* _WRITTEN PROBLEM_:
In the piece on Hawaiian secrets below, which chief was given the duty of hiding Kamehameha's bones?

* _SELECTION_:

## Begin

Hawaiian Secrets and Mysteries
Editor's Note: Here is our own personal story of a first-hand encounter with Hawaii's spiritual side. While driving along Highway 19 on the Big Island of Hawaii, we captured what appears to be two ghostlike figures sitting in the lava field. Read about our story here.
Truth is often stranger than fiction. The Hawaiian Islands are riddled with ancient mysteries, local folklore and stories handed down one generation at a time that continue to fascinate and intrigue. Hawaii is a place of strong spirituality, where actions are rich in purpose and meaning and sacred sites and souls command respect. The best part of Hawaii's history may lie in the secrets you won't find in any textbook. Legends passed down by word of mouth are not to be regarded as fiction for they contain mysterious elements just strange enough to be true. Here are just a few of the secrets and mysteries you may come across while in Hawaii:
Kamehameha I, also called Kamehameha the Great, unified the Hawaiian Islands under one rule. Since the day of his death on May 8, 1819, the mystery of the location of his bones is one of the greatest secrets in all of Hawaii.
Although the ancient Hawaiians had ceremonial burial rituals for all, the funeral rites given to ruling chiefs were especially complex and sacred. A ceremony that prepared the body for afterlife, including removal of the flesh from the bones, was followed by a secret burial of the chiefly bones.
The location of the bones was kept secret by whomever the duty was entrusted to, usually the decedent's closest advisor. In the case of Kamehameha's death, Chief Ulumaheihei (called Hoapili by the King) was given this honor. The bones of Kamehameha were extremely sacrosanct and had to be kept hidden to ensure his spirit's transition into the world of the aumakua, or gods.
Both for physical safekeeping of the sacred bones and to prevent any unwarranted spying, the bones were hidden at night for ultimate secrecy. It was believed that if the burial site location was disclosed, an enemy who came in contact with the bones could absorb the chiefly mana, or power. This ancient custom is called hunakele, which means "to hide in secret".
Although it is yet to be proven, many believe that Kamehameha's remains rest in a burial cave at Kaloko-Honokohau on the Big Island of Hawaii. Other famous rulers, including Maui's King Kahekili, are also believed to be buried here. Some say that King Kalakaua ordered Kamehameha's bones to be relocated to the Royal Mausoleum in Nu'uanu Valley on Oahu, although this is strictly hearsay as well.

## End

* _MATERIAL PROVIDED_:
## Begin

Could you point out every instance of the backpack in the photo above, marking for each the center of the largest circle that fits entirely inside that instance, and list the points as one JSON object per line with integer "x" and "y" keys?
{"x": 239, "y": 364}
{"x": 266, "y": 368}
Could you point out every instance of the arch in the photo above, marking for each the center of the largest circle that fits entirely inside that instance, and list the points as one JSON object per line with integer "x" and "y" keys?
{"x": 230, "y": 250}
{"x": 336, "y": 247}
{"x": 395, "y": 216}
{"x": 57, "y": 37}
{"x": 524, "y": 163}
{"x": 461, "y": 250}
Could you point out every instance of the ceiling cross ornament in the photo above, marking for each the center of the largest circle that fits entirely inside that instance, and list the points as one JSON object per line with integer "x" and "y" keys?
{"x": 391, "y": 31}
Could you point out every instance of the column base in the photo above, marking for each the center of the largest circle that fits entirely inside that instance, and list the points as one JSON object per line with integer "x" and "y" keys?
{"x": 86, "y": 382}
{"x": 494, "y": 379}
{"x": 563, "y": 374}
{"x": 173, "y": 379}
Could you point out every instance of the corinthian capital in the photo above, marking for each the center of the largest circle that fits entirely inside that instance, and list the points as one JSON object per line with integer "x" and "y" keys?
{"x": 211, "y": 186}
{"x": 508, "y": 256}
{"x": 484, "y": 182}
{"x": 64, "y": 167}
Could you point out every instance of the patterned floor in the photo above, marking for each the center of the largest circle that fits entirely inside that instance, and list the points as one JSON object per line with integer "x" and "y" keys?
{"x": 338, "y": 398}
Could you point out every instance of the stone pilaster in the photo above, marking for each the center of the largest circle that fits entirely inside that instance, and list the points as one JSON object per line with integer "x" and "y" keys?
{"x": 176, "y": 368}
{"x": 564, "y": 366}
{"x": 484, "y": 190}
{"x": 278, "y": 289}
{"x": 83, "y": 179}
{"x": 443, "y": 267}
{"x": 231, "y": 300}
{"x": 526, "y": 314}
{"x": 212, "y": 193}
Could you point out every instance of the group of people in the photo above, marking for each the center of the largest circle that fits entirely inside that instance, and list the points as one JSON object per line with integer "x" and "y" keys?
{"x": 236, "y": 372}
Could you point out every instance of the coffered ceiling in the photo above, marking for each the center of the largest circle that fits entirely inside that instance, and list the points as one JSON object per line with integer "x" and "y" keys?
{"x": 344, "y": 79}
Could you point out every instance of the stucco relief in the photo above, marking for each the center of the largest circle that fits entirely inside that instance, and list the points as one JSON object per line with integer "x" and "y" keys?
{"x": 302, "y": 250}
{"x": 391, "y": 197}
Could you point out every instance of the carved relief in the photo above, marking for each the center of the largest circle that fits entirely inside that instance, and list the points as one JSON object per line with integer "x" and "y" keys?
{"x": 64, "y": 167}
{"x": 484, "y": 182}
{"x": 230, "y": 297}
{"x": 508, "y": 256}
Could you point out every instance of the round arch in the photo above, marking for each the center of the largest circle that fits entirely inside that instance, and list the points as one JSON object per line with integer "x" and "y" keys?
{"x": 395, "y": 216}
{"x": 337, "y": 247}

## End

* _OUTPUT OF THE EXERCISE_:
Chief Ulumaheihei, whom the King called Hoapili.